_YOUR TASK_
Could you output exactly the lines from the one containing "Return one point per instance of the distant" through the end of the records below, and nothing more?

_INPUT FOR THIS TASK_
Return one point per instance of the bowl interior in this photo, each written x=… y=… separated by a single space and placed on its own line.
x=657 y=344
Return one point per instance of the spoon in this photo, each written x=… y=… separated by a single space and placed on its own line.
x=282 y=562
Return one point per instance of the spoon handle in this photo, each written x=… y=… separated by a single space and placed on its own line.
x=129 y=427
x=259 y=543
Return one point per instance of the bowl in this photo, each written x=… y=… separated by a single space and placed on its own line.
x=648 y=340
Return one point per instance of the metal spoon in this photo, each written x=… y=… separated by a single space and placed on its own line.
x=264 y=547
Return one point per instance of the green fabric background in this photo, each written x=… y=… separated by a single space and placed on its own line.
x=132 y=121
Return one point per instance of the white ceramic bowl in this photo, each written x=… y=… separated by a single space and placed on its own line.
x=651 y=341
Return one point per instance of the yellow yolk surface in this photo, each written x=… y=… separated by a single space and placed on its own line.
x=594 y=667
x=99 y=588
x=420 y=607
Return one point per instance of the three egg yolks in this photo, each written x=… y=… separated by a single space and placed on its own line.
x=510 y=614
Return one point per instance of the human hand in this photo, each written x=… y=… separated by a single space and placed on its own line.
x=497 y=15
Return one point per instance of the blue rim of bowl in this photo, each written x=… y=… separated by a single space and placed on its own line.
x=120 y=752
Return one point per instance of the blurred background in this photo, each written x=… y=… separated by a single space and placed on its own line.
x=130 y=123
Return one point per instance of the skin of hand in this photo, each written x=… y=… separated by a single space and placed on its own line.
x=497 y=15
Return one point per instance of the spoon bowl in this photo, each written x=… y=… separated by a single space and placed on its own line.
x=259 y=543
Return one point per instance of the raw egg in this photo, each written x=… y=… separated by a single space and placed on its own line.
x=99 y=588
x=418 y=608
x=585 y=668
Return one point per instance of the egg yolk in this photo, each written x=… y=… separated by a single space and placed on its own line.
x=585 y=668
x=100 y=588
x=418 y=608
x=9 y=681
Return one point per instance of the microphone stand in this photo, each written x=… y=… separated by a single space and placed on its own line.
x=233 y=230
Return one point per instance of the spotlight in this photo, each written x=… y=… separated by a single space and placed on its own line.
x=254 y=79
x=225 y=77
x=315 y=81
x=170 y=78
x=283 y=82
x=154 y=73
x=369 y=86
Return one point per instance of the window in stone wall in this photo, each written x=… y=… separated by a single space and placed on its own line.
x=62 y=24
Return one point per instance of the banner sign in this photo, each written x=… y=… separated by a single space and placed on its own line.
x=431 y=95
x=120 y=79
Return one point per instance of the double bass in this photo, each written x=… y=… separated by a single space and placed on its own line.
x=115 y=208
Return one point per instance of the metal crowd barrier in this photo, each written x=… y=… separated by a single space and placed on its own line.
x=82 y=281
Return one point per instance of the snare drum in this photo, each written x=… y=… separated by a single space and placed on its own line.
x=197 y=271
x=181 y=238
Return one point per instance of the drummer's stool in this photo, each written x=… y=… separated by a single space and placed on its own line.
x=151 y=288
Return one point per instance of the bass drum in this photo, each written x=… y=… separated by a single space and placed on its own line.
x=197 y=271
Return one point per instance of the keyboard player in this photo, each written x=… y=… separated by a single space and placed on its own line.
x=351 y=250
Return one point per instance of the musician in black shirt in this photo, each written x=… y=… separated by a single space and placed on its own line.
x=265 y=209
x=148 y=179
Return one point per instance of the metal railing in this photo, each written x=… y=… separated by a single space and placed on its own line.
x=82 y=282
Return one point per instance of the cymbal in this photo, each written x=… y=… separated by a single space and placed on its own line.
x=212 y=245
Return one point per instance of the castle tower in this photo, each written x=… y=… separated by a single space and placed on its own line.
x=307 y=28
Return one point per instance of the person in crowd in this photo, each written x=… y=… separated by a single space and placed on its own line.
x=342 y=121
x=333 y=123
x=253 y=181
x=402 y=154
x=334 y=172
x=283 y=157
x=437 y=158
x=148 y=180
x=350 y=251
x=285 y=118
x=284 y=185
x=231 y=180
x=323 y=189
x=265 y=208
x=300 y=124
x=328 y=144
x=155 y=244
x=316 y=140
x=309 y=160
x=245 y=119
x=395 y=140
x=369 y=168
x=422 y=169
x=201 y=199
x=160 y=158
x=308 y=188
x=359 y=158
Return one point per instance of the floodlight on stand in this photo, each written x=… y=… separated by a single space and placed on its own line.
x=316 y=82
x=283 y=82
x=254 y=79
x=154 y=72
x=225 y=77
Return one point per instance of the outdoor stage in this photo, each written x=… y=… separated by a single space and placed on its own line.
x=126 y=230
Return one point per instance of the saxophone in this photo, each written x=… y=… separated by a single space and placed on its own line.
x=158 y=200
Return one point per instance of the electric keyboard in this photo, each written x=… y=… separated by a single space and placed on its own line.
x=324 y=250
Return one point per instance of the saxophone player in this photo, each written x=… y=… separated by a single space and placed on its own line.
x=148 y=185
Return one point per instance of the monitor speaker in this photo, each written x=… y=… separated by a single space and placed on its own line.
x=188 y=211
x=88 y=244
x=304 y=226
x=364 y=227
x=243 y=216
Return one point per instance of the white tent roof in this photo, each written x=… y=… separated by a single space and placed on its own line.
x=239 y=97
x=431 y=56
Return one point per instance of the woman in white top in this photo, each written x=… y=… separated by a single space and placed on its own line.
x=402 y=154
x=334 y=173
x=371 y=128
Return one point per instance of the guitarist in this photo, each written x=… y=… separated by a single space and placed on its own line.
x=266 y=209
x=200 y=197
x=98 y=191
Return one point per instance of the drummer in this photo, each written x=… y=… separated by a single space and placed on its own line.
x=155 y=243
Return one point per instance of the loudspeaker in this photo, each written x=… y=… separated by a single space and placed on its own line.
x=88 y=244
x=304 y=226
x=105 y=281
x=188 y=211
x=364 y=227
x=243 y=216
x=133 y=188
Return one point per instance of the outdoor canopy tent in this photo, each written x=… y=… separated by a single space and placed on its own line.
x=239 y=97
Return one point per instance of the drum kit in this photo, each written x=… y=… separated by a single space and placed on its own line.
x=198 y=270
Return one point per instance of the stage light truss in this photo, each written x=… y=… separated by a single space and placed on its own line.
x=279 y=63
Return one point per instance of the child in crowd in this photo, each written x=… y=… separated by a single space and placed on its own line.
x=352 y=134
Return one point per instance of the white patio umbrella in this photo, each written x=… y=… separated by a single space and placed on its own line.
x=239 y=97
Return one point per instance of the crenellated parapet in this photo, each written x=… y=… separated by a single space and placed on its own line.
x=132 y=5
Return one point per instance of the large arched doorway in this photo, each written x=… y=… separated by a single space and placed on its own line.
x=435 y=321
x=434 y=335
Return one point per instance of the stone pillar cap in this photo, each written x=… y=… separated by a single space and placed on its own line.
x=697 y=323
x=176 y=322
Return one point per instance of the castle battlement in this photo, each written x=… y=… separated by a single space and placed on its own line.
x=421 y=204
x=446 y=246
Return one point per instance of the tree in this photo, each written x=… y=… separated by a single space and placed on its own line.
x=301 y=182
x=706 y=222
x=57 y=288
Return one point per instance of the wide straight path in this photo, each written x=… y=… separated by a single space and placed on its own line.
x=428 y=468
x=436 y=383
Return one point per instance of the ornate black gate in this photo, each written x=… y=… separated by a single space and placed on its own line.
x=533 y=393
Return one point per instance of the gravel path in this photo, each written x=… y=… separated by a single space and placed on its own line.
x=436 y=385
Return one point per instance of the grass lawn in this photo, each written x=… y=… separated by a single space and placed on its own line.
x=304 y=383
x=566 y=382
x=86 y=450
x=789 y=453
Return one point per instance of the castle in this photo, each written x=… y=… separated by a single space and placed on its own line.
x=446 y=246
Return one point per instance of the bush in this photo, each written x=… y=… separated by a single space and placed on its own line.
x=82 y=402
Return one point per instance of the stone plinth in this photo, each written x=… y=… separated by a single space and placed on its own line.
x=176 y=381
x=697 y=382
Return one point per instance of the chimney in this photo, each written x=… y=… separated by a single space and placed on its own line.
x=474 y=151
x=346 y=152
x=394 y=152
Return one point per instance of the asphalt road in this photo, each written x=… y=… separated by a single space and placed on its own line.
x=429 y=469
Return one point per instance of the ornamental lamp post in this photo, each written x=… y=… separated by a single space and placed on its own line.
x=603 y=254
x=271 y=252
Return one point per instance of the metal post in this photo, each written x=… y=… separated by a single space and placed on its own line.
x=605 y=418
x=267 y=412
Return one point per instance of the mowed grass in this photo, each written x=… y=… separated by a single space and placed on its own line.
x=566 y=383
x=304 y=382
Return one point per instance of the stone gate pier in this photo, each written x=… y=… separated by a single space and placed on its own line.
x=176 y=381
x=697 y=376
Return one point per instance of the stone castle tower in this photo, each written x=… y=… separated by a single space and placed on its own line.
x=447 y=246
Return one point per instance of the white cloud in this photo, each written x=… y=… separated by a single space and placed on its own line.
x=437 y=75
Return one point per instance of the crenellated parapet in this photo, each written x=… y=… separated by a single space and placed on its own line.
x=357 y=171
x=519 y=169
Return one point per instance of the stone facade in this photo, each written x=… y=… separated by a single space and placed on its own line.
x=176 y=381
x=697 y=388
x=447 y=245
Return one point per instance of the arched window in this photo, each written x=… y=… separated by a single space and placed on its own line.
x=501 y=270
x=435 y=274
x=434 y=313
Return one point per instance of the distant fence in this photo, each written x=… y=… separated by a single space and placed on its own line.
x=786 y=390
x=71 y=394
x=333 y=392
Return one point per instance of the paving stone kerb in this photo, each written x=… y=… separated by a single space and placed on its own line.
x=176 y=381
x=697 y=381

_EXERCISE ANSWER_
Return one point per instance of the distant fence in this photo, each written x=… y=… separated by a single space and placed on its own line.
x=786 y=390
x=71 y=394
x=333 y=392
Return one point per instance of the paving stone kerb in this photo, each written x=… y=… separated by a single space and placed on its own line.
x=176 y=381
x=697 y=381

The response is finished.